- Exercise passage
- - - - -

635 F2d 200 United States v. Helstoski D a L

635 F.2d 200

UNITED STATES of America, Appellant,
Henry HELSTOSKI, D. John Mazella, Alfred A. Porro and
Vincent L. Verdiramo, Appellees.

No. 80-1592.

United States Court of Appeals,
Third Circuit.

Argued Sept. 15, 1980.
Decided Nov. 3, 1980.

Kenneth N. Laptook, Asst. U. S. Atty. (argued), Robert J. Del Tufo, U. S. Atty., Newark, N. J., for appellant.

Morton Stavis (argued), Neil Mullin, Newark, N. J., for appellee, Henry Helstoski.

Nicholas L. Gigante, Fort Lee, N. J. (argued), for appellee, D. John Mazella.

Stanley M. Brand, General Counsel to the Clerk, U. S. House of Representatives Washington, D. C. (argued), Steven R. Ross, Asst. Counsel to the Clerk, U. S. House of Representatives, Washington, D. C., for amicus curiae Honorable Thomas P. O'Neill, Jr., Speaker of the U. S. House of Representatives.

Before GIBBONS, WEIS and SLOVITER, Circuit Judges.


WEIS, Circuit Judge.

- - - - -

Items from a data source
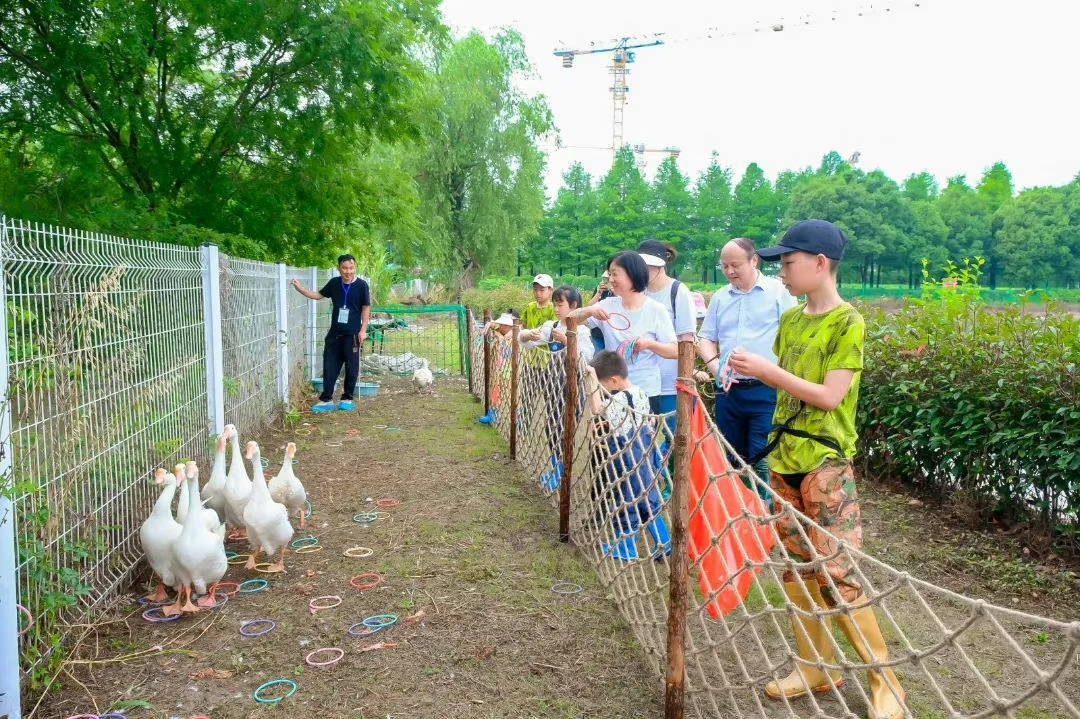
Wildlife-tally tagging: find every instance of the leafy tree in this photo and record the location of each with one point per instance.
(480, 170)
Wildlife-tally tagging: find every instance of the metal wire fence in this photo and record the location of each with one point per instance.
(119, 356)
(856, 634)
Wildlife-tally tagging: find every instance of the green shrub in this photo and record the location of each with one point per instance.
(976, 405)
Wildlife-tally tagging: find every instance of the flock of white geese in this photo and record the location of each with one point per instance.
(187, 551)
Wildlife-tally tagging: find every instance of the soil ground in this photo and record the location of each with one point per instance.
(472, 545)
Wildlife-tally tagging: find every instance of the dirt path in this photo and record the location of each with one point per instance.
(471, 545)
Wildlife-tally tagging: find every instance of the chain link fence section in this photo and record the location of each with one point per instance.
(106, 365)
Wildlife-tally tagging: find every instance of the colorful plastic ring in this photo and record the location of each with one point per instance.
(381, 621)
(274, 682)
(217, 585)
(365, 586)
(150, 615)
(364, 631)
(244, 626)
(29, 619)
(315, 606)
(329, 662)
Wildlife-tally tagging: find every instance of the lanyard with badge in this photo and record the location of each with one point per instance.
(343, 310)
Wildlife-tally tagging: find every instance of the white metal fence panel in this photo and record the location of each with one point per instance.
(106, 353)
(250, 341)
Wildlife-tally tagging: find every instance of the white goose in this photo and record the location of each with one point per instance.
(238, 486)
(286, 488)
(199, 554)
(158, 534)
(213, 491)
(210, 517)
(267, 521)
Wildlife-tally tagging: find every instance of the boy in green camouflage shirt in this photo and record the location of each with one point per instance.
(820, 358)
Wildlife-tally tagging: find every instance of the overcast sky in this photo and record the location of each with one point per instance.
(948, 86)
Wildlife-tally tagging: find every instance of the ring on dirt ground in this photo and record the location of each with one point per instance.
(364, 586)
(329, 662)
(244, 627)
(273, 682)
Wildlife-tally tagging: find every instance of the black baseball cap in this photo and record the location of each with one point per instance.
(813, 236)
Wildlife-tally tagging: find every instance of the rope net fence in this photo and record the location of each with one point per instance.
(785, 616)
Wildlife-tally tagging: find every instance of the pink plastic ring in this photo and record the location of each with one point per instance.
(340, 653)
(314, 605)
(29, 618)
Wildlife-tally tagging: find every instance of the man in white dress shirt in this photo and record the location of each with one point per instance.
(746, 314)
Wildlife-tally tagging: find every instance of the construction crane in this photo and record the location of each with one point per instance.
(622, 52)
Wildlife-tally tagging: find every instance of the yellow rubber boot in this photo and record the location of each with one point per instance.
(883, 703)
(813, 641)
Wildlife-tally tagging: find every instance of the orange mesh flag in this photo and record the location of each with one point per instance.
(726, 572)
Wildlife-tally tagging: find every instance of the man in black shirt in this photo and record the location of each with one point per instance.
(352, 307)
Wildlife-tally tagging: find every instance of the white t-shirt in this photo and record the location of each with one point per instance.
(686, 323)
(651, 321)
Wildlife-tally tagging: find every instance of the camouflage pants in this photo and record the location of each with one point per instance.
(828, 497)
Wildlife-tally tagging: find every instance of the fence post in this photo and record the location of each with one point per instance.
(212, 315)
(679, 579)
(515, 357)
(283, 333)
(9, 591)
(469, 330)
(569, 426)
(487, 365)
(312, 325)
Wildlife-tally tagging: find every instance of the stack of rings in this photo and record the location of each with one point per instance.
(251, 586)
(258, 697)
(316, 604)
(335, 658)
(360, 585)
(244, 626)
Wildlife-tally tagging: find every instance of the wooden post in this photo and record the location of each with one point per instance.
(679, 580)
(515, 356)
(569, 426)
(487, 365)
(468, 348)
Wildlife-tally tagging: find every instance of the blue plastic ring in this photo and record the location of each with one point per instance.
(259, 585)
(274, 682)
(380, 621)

- - - - -

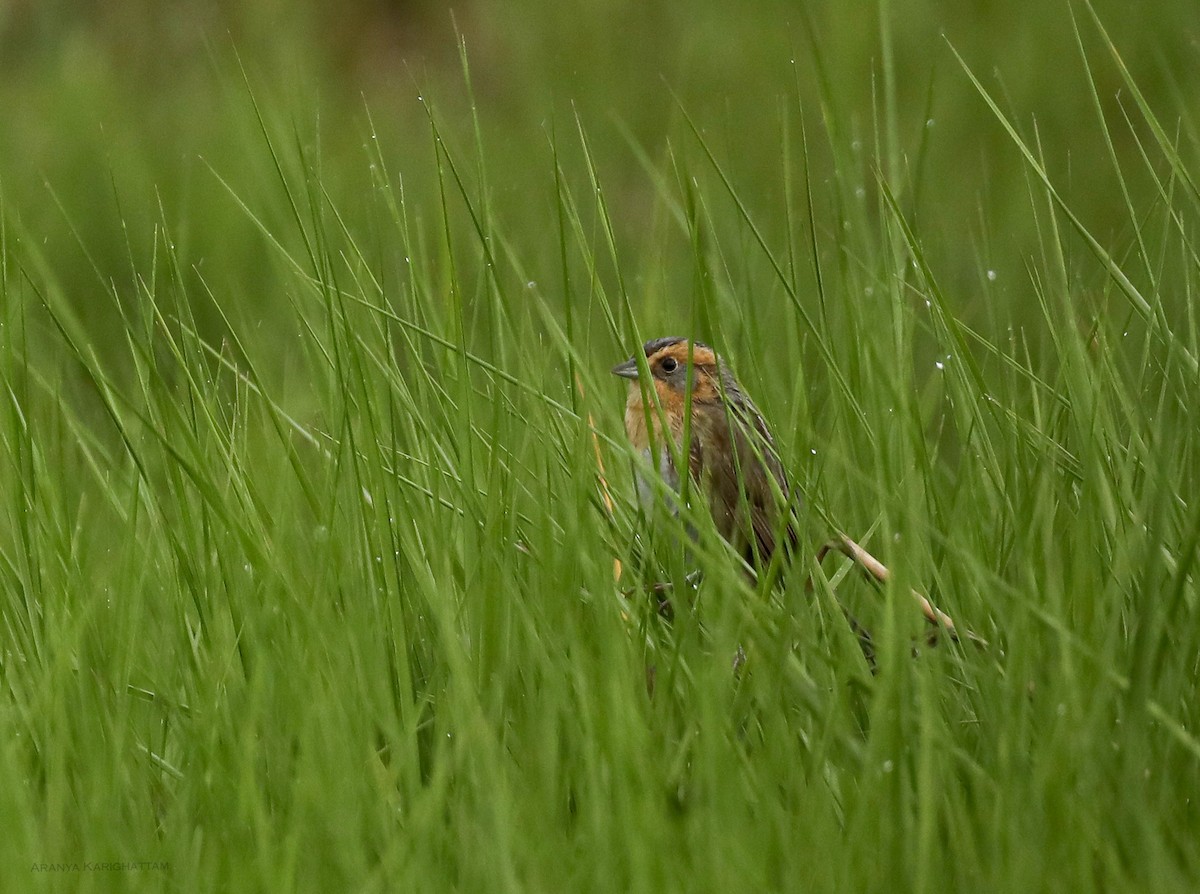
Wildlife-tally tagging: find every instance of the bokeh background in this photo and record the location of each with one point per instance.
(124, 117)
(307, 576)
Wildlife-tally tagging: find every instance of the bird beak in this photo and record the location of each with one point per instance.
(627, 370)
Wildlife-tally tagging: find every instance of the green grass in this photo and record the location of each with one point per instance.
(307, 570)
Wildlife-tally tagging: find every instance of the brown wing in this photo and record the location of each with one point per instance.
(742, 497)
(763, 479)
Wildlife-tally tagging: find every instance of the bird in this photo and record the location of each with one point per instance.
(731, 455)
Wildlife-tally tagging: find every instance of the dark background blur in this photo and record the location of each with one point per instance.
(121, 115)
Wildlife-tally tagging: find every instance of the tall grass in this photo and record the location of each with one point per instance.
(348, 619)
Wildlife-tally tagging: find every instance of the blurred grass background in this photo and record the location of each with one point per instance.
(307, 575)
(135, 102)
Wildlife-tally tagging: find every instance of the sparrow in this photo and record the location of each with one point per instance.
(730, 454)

- - - - -

- Exercise prompt
Turn the case header's paragraph that begins "Stanley M. Brand" into a short list that keeps its main facts.

- Exercise result
- Stanley M. Brand (argued): General Counsel to the Clerk, U.S. House of Representatives, Washington, D.C.
- Steven R. Ross: Assistant Counsel to the Clerk, U.S. House of Representatives, Washington, D.C.
- Both appeared for amicus curiae Honorable Thomas P. O'Neill, Jr., Speaker of the U.S. House of Representatives.